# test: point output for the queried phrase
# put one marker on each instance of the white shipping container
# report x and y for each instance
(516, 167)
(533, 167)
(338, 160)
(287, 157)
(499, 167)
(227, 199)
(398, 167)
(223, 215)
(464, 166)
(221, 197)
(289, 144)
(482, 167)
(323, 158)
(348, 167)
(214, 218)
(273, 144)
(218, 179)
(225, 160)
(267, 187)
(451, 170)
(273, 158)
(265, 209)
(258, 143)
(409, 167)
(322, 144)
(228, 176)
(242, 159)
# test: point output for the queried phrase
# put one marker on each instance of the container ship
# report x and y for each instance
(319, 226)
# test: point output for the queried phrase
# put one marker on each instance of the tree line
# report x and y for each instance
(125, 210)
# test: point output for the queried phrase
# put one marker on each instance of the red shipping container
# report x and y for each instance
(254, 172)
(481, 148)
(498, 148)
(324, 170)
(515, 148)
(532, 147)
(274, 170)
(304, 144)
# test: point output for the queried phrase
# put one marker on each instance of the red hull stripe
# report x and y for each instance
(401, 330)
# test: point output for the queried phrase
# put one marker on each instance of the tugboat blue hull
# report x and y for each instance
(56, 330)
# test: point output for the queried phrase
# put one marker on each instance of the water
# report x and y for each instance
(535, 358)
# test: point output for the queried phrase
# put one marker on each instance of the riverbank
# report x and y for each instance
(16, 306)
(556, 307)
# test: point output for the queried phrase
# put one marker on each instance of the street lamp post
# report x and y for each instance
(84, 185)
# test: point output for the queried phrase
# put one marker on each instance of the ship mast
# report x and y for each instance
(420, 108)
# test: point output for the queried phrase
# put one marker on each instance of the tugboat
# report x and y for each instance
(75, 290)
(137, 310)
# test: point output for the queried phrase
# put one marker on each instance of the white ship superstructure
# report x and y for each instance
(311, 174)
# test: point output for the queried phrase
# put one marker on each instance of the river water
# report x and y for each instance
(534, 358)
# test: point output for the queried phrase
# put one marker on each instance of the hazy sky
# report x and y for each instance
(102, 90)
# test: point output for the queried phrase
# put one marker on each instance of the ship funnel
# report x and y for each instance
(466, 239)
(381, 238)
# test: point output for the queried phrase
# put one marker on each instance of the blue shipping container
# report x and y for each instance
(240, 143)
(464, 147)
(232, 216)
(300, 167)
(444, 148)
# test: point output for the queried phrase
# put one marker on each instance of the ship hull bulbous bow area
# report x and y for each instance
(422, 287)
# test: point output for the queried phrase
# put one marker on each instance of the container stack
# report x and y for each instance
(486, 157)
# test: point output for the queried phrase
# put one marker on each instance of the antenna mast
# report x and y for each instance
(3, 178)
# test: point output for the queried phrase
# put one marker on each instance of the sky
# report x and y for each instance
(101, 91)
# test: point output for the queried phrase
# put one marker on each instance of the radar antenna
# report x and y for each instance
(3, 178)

◆ ◆ ◆ ◆ ◆

After the last line of the data, restate all the entries verbatim.

YOUR RESPONSE =
# test: point output for the queried phrase
# put one marker on each instance of the white shipping container
# report x and y for each instance
(516, 167)
(533, 167)
(338, 160)
(287, 157)
(499, 167)
(227, 199)
(398, 167)
(223, 215)
(464, 166)
(221, 197)
(289, 144)
(482, 167)
(323, 158)
(348, 167)
(214, 218)
(273, 144)
(218, 179)
(225, 160)
(267, 187)
(451, 170)
(273, 158)
(265, 209)
(258, 143)
(409, 167)
(322, 144)
(228, 176)
(242, 159)
# test: point output for the queried phrase
# put one marker on each instance of the container ship
# report x and y for each instance
(319, 226)
# test: point output for the queried phrase
# put one marker on each instance of the tree line
# report x and y for each instance
(125, 210)
# test: point output for the queried phrase
# put one marker on each instance of the red shipping container
# report x and y for each instance
(254, 172)
(481, 148)
(498, 148)
(324, 170)
(515, 148)
(532, 147)
(274, 170)
(304, 144)
# test: point output for the queried phrase
# put one marker on each instance of the red hull stripe
# report x and y for each instance
(401, 330)
# test: point output for the queried phrase
# put one marker on each instance of the tugboat blue hull
# report x and y for each instance
(56, 330)
# test: point output for the queried phrase
# put one marker on each instance of the water
# report x and y for each instance
(535, 358)
# test: point output for the queried phrase
# put one marker on each instance of the riverbank
# report x and y for each instance
(16, 306)
(556, 307)
# test: point output for the queried phrase
# put one marker on each instance of the street lamp post
# report x and y for each instance
(84, 185)
# test: point output for the queried phrase
# put one marker on each instance of the ship mast
# report x and y for each instance
(420, 108)
# test: point output for the queried phrase
# put one marker on each instance of the tugboat
# report x and y for each instance
(75, 290)
(137, 310)
# test: point output for the queried phrase
# put one marker on each instance of the white ship superstructure
# report x and y for each instance
(311, 174)
# test: point output for the queried phrase
# put one marker on each instance of the river water
# report x and y for each instance
(534, 358)
# test: point output for the queried phrase
# put one marker on each instance of the hazy sky
# report x and y for each instance
(102, 90)
# test: point output for the queried phrase
# put one marker on each instance of the ship funnel
# report x and y for each instance
(466, 239)
(381, 238)
# test: point output for the queried phrase
# put one marker on each instance of the blue shipping container
# report x and y for each instance
(240, 143)
(464, 147)
(232, 216)
(300, 167)
(444, 148)
# test: point output for the queried phrase
# put one marker on each instance of the ship hull bulbous bow area
# report x and y for each instance
(422, 287)
# test: point output for the queried phrase
# put one marker on each instance of the container stack
# report x and y for each instance
(486, 157)
# test: point output for the queried phrase
# put one marker on each instance of the antenna mast
# report x and y for each instance
(3, 178)
# test: point output for the queried phrase
# put one marker on each instance of the sky
# report x and y for each instance
(101, 91)
# test: point output for the queried phrase
# put one marker on each instance of the radar antenna
# report x and y for each instance
(3, 178)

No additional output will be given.